## Challenge
Can you lay out each line of the listing below as a Markdown table with the columns Row and Text, numbering the rows and leaving out blank lines? Omit the pictures from your answer.
— begin Listed entries —
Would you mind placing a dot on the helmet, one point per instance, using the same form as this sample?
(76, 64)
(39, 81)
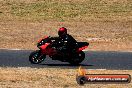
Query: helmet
(62, 31)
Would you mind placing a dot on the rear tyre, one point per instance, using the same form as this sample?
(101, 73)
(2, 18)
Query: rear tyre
(36, 57)
(77, 58)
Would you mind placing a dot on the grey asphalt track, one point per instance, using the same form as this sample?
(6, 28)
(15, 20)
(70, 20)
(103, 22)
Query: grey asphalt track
(94, 60)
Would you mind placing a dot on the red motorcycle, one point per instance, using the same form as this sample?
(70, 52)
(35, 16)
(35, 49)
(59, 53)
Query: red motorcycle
(48, 46)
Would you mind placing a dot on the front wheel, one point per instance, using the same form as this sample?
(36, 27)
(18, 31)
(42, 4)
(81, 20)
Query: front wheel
(36, 57)
(77, 58)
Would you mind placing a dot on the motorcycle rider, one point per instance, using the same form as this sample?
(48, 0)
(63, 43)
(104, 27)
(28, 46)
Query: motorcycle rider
(67, 43)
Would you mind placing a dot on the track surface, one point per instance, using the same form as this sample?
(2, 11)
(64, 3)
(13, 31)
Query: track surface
(93, 60)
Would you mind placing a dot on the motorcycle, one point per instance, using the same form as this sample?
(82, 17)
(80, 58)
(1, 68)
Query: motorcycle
(48, 46)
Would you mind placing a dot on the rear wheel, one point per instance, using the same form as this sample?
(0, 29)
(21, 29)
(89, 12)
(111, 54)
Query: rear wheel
(77, 58)
(36, 57)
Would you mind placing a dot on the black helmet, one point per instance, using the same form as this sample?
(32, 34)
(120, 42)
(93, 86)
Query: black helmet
(62, 31)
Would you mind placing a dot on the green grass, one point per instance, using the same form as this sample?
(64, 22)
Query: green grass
(58, 10)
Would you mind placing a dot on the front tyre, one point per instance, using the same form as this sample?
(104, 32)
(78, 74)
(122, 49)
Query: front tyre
(36, 57)
(77, 58)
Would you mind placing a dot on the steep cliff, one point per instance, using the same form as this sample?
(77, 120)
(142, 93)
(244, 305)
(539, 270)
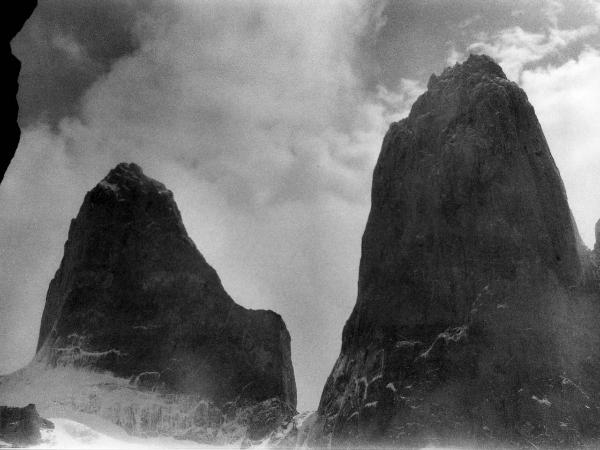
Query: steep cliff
(134, 297)
(472, 323)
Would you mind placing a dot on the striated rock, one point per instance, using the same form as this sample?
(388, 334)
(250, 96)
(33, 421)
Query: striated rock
(472, 323)
(134, 297)
(21, 426)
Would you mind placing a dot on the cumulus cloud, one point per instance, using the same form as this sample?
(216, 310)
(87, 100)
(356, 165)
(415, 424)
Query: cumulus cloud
(566, 102)
(514, 47)
(254, 116)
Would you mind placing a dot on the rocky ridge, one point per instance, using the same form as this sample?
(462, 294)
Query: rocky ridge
(134, 297)
(475, 322)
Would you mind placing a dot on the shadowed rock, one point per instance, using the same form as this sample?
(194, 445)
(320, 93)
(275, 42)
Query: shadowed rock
(473, 322)
(134, 296)
(21, 426)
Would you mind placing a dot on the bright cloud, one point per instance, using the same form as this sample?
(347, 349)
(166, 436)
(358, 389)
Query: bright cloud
(567, 103)
(252, 114)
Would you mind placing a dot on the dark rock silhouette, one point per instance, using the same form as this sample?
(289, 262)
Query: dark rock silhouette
(21, 426)
(134, 296)
(15, 17)
(473, 322)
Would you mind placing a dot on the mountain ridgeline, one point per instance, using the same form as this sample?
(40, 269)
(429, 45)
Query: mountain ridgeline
(134, 297)
(478, 312)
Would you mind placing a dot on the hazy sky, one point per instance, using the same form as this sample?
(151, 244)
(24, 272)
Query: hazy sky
(265, 119)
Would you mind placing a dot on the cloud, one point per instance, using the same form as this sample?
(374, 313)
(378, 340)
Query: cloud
(254, 115)
(566, 102)
(514, 47)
— end Listed entries —
## Worked solution
| Row | Text |
|---|---|
| 1 | Would you mind placing a dot on the helmet, one point per instance, using the same form as this sample? |
| 2 | (76, 64) |
| 3 | (39, 81) |
| 4 | Query: helmet |
| 5 | (62, 31) |
| 6 | Would you mind placing a dot on the rear tyre, one point per instance, using the same form as this sample? |
| 7 | (101, 73) |
| 8 | (2, 18) |
| 9 | Query: rear tyre |
| 10 | (36, 57) |
| 11 | (77, 58) |
| 12 | Would you mind placing a dot on the grey asphalt track, one point per instance, using the same form as this sample? |
| 13 | (6, 28) |
| 14 | (15, 20) |
| 15 | (70, 20) |
| 16 | (103, 22) |
| 17 | Query: grey asphalt track |
| 18 | (94, 60) |
| 19 | Would you mind placing a dot on the red motorcycle, one point per instance, using the same form as this sample? |
| 20 | (70, 52) |
| 21 | (35, 16) |
| 22 | (35, 49) |
| 23 | (59, 53) |
| 24 | Query: red motorcycle |
| 25 | (48, 46) |
| 26 | Would you mind placing a dot on the front wheel, one point per instance, using the same form as this sample? |
| 27 | (36, 27) |
| 28 | (18, 31) |
| 29 | (42, 4) |
| 30 | (81, 20) |
| 31 | Query: front wheel |
| 32 | (36, 57) |
| 33 | (77, 58) |
| 34 | Would you mind placing a dot on the motorcycle rider, one point per instance, using the same form as this sample? |
| 35 | (48, 0) |
| 36 | (63, 43) |
| 37 | (104, 27) |
| 38 | (28, 46) |
| 39 | Query: motorcycle rider |
| 40 | (67, 43) |
| 41 | Would you mind placing a dot on the track surface, one point per instance, using the same form as this sample? |
| 42 | (2, 11) |
| 43 | (64, 3) |
| 44 | (13, 31) |
| 45 | Query: track surface |
| 46 | (93, 60) |
| 47 | Would you mind placing a dot on the motorcycle, one point per instance, using the same form as this sample? |
| 48 | (82, 17) |
| 49 | (80, 58) |
| 50 | (1, 68) |
| 51 | Query: motorcycle |
| 52 | (48, 46) |
| 53 | Would you mind placing a dot on the rear wheel, one point per instance, using the same form as this sample? |
| 54 | (0, 29) |
| 55 | (21, 29) |
| 56 | (89, 12) |
| 57 | (111, 54) |
| 58 | Query: rear wheel |
| 59 | (77, 58) |
| 60 | (36, 57) |
| 61 | Would you mind placing a dot on the black helmet, one point per instance, using the same form as this sample? |
| 62 | (32, 34) |
| 63 | (120, 42) |
| 64 | (93, 86) |
| 65 | Query: black helmet |
| 66 | (62, 31) |
| 67 | Would you mind placing a dot on the green grass, one point per instance, using the same form as this sample? |
| 68 | (64, 22) |
| 69 | Query: green grass |
| 70 | (58, 10) |
| 71 | Would you mind placing a dot on the front tyre, one point per instance, using the same form as this sample? |
| 72 | (104, 32) |
| 73 | (78, 74) |
| 74 | (122, 49) |
| 75 | Query: front tyre |
| 76 | (36, 57) |
| 77 | (77, 58) |
| 78 | Would you mind placing a dot on the steep cliff, one point per instance, using the same form as this sample? |
| 79 | (77, 120) |
| 80 | (142, 93) |
| 81 | (244, 305) |
| 82 | (539, 270) |
| 83 | Query: steep cliff |
| 84 | (134, 297) |
| 85 | (472, 323) |
| 86 | Would you mind placing a dot on the striated rock, one point per instance, using the same form as this sample? |
| 87 | (388, 334) |
| 88 | (250, 96) |
| 89 | (33, 421) |
| 90 | Query: striated rock |
| 91 | (472, 323) |
| 92 | (134, 297) |
| 93 | (21, 426) |
| 94 | Would you mind placing a dot on the cumulus cloud, one point per instance, using the same form as this sample? |
| 95 | (216, 310) |
| 96 | (87, 100) |
| 97 | (356, 165) |
| 98 | (415, 424) |
| 99 | Query: cumulus cloud |
| 100 | (566, 102) |
| 101 | (514, 47) |
| 102 | (254, 116) |
| 103 | Would you mind placing a dot on the rocky ridge, one point per instance, using the same form as this sample? |
| 104 | (462, 294) |
| 105 | Query: rocky ridge |
| 106 | (134, 297) |
| 107 | (475, 322) |
| 108 | Would you mind placing a dot on the shadowed rock, one point per instance, using the same form as this sample? |
| 109 | (194, 445) |
| 110 | (320, 93) |
| 111 | (275, 42) |
| 112 | Query: shadowed rock |
| 113 | (473, 322) |
| 114 | (134, 296) |
| 115 | (21, 426) |
| 116 | Would you mind placing a dot on the bright cloud, one point per instance, using the same form as this sample? |
| 117 | (347, 349) |
| 118 | (166, 436) |
| 119 | (358, 389) |
| 120 | Query: bright cloud |
| 121 | (567, 103) |
| 122 | (252, 114) |
| 123 | Would you mind placing a dot on the dark rock silhouette, one point per instance, using the same form as this sample? |
| 124 | (289, 262) |
| 125 | Query: dark rock silhouette |
| 126 | (21, 426) |
| 127 | (134, 296) |
| 128 | (15, 17) |
| 129 | (473, 322) |
| 130 | Would you mind placing a dot on the mountain ridgeline, one point per instance, using the same form as this sample? |
| 131 | (40, 269) |
| 132 | (429, 45) |
| 133 | Query: mountain ridgeline |
| 134 | (134, 297) |
| 135 | (478, 312) |
| 136 | Would you mind placing a dot on the hazy sky, one point per instance, using the same form as this sample? |
| 137 | (151, 244) |
| 138 | (24, 272) |
| 139 | Query: hazy sky |
| 140 | (265, 119) |
| 141 | Would you mind placing a dot on the cloud, one point per instance, using the same form as this sample? |
| 142 | (374, 313) |
| 143 | (378, 340) |
| 144 | Query: cloud |
| 145 | (254, 115) |
| 146 | (566, 102) |
| 147 | (514, 47) |